**AIM OF THE TASK**
Transcribe each record below word for word.

**INFORMATION GIVEN**

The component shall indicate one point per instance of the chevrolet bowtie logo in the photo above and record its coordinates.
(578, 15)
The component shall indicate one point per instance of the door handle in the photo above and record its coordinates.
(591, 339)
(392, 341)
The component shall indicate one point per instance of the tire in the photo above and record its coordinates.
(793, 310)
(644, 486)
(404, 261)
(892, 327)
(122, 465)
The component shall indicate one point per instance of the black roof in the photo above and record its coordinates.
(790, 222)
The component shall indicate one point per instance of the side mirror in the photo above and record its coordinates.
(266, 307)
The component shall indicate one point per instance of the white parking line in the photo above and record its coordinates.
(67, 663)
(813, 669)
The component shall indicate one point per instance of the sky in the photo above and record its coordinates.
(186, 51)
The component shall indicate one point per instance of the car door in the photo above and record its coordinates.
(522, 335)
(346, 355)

**RESULT OF THIS EXERCISE**
The component shall indicate one point per instance of the chevrolet bowtie logo in the photo above and record its coordinates.
(578, 15)
The component shall indicate one point per instance of the door handle in the photo above and record its coordinates.
(591, 339)
(392, 341)
The component shall indicate one point per instance of the tire in the photo above and record its coordinates.
(793, 310)
(644, 486)
(404, 261)
(892, 327)
(122, 465)
The component shall indicate one point per instance of the black roof in the photo above and record its coordinates.
(790, 222)
The component shall indicate one point per instance of the side mirror in the photo above and record its coordinates.
(266, 307)
The component shall indicate one point per instance of the white parking line in the photo above and record its coordinates.
(67, 663)
(813, 669)
The component shall indicate one point per instance of the sky in the photo above and record its coordinates.
(186, 51)
The component shall indicate one point per instance of the car door in the photo above and record its coordinates.
(522, 335)
(346, 355)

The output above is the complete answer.